(GIVEN TEXT Opens)
Purpose: To analyze and compare the mid-term outcomes of hip arthroscopy for patients with and without labral degeneration from multiple orthopaedic centers. The purpose of this research is to develop an understanding of the impacts of labral degeneration on patient outcomes following arthroscopic treatment of labral tears.
Methods: A prospective multicenter hip arthroscopy registry was queried for primary surgeries from January 2014 to October 2017 with completed 2-year International Hip Outcome Tool-12 (iHOT-12) reports. Patients were placed into cohorts based on the presence or absence of labral degeneration noted intraoperatively during hip arthroscopy. Degeneration was defined as yellowing, ossification, or calcification present in at least 50% of the labrum. Differences in baseline variation between groups were assessed with a Wilcoxon rank-sum test or χ2 test. Two-year outcomes were assessed with iHOT-12. Multivariate logistic regression models were fitted while controlling for age, body mass index, sex, and preoperative iHOT-12 scores to identify significant predictors of achieving the clinically significant thresholds of minimal clinically important difference, substantial clinical benefit, and patient-acceptable symptom scale.
(GIVEN TEXT Closes)
#### EXERCISES
• a. List the factors the hip arthroscopy text says the multivariate logistic regression models controlled for.
• b. Quote the hip arthroscopy text from "Purpose: To analyze" to "of labral tears.".
(INFORMATION GIVEN Opens)
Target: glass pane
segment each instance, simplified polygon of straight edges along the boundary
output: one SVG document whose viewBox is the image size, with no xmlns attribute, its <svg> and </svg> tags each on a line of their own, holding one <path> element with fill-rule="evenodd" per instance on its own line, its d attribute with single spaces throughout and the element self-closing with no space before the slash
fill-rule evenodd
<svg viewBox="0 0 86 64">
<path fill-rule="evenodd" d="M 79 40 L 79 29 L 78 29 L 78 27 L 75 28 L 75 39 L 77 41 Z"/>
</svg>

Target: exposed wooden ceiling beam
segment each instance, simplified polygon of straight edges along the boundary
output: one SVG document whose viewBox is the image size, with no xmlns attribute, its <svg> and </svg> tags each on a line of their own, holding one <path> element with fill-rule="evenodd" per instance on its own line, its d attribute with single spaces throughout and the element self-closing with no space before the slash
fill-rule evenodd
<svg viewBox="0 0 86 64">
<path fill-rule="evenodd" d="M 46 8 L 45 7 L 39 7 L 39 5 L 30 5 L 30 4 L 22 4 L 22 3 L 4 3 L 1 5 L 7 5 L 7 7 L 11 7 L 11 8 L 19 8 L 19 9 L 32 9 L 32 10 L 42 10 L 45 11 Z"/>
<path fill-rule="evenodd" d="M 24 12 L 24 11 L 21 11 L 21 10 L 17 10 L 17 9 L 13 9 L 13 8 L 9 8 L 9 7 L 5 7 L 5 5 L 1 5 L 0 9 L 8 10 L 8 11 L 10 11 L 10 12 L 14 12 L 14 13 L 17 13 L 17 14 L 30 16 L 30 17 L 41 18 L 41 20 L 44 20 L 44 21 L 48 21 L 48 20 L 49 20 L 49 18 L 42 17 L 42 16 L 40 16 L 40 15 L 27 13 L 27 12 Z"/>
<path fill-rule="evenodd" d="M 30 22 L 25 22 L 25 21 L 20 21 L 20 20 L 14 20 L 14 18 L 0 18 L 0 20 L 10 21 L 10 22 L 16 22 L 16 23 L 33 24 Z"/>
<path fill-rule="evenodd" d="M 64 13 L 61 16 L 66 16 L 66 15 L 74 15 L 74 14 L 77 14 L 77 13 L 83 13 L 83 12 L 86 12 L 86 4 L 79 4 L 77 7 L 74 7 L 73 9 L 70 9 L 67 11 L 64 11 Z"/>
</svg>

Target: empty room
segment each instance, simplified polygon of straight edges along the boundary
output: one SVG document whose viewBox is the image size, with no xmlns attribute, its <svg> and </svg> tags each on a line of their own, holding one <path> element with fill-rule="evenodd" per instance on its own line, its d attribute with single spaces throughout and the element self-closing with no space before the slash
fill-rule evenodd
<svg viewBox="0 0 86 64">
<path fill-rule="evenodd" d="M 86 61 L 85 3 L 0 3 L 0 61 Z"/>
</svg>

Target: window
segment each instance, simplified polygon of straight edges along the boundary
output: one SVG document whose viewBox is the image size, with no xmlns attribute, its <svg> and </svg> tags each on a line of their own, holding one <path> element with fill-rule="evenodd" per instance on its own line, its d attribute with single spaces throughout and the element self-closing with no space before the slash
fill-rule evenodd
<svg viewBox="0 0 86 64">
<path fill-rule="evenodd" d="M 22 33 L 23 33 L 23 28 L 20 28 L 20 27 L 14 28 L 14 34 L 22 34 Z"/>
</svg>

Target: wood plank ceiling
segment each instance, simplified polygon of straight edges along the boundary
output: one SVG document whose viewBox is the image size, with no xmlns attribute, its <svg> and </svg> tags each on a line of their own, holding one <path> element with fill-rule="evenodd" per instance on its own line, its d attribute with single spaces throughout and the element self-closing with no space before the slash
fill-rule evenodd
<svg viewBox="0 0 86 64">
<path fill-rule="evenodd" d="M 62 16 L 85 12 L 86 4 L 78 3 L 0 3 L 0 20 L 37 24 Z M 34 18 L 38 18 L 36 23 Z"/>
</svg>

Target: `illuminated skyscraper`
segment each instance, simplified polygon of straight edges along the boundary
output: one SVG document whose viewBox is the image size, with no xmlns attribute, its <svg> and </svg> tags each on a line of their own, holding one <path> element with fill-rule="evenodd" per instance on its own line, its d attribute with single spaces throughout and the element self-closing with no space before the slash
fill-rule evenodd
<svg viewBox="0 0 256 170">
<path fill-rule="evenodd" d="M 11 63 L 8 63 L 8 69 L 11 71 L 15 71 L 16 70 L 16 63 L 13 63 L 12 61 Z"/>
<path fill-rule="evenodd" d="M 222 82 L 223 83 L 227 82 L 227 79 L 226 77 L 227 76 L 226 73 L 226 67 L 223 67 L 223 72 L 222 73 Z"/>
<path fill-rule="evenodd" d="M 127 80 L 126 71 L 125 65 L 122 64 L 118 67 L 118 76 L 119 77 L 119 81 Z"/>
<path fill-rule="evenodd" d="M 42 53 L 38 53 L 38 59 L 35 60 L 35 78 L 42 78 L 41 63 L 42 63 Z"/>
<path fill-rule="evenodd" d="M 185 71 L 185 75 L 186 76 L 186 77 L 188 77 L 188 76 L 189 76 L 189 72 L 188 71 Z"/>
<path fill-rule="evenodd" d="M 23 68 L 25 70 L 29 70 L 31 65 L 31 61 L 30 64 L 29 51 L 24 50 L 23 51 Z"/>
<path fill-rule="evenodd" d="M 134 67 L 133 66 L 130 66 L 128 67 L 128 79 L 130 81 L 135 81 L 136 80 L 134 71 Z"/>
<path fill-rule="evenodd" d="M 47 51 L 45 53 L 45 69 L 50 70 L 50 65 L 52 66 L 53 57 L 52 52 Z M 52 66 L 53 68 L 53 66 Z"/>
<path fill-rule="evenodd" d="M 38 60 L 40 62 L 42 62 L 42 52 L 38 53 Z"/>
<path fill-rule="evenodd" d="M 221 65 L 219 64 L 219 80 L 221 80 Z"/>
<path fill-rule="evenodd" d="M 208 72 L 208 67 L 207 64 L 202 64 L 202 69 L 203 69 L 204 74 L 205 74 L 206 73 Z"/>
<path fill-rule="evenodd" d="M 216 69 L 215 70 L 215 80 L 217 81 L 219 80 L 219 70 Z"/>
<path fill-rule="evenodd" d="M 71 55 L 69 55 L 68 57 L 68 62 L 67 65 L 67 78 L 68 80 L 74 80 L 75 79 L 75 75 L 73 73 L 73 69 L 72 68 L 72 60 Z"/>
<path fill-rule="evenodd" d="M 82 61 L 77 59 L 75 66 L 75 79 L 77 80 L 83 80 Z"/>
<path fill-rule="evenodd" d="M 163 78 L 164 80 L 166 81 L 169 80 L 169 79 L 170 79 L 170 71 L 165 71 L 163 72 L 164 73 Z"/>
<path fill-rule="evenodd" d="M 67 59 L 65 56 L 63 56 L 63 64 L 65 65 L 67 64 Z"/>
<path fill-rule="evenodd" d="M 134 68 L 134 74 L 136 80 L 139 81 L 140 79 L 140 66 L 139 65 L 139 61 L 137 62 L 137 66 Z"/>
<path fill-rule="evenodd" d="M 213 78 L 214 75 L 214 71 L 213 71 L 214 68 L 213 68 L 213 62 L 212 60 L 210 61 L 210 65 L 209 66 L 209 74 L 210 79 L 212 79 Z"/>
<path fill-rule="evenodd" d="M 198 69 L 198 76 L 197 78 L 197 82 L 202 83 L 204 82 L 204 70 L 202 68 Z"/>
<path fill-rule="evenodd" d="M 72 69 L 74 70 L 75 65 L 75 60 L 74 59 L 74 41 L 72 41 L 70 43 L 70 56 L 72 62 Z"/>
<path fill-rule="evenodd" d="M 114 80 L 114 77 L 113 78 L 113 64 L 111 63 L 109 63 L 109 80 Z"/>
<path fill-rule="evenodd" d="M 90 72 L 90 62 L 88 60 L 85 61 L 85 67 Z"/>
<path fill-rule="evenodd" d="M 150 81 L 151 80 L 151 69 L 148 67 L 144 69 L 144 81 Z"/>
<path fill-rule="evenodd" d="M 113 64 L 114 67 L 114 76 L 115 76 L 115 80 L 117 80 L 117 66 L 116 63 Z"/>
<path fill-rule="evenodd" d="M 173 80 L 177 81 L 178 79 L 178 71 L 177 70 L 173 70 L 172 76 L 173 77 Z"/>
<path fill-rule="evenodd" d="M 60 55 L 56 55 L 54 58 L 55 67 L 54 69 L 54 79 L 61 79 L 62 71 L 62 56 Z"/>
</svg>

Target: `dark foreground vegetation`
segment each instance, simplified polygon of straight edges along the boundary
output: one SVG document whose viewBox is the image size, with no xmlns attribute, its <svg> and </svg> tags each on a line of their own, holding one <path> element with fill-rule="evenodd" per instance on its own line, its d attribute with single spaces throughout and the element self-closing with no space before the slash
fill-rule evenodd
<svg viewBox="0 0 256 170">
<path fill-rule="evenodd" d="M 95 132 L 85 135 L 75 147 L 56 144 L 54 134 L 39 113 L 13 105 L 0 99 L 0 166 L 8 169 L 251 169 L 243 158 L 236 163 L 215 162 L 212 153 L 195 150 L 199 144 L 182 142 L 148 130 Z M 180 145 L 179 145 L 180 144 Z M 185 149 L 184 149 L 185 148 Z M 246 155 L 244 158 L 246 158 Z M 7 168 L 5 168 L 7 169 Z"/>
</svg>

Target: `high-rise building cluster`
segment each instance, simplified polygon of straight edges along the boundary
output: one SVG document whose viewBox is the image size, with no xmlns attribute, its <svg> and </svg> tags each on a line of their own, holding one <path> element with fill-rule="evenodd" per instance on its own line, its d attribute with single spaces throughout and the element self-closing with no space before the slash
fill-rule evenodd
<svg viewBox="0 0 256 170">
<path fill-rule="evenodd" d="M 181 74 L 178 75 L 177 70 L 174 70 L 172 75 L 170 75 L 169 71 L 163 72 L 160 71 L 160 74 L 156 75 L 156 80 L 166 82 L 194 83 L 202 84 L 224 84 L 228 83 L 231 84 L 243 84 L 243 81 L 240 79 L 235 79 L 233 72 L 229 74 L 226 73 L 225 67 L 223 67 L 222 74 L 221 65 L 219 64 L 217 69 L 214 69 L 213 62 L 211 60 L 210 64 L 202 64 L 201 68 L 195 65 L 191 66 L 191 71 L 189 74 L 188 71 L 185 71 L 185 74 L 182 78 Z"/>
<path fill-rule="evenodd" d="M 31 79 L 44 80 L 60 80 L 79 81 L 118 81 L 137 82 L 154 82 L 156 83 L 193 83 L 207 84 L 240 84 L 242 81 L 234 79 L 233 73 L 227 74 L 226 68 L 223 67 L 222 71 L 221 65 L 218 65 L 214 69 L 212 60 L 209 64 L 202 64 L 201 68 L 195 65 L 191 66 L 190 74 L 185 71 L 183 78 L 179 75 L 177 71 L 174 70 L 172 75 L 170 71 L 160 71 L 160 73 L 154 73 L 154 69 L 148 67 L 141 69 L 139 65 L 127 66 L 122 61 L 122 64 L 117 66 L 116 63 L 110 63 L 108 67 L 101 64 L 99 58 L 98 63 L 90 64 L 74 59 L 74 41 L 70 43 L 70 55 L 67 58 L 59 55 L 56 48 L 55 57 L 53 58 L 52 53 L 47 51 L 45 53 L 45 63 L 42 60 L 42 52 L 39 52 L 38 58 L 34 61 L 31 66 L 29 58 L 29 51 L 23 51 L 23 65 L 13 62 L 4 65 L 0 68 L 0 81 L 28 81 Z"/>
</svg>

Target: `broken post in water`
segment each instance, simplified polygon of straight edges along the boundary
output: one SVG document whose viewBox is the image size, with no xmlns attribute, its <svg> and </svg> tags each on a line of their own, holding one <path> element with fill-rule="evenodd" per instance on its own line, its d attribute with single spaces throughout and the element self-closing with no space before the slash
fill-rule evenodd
(INFORMATION GIVEN Closes)
#### SOLUTIONS PER TASK
• a. Age, body mass index, sex, and preoperative iHOT-12 scores.

• b.
Purpose: To analyze and compare the mid-term outcomes of hip arthroscopy for patients with and without labral degeneration from multiple orthopaedic centers. The purpose of this research is to develop an understanding of the impacts of labral degeneration on patient outcomes following arthroscopic treatment of labral tears.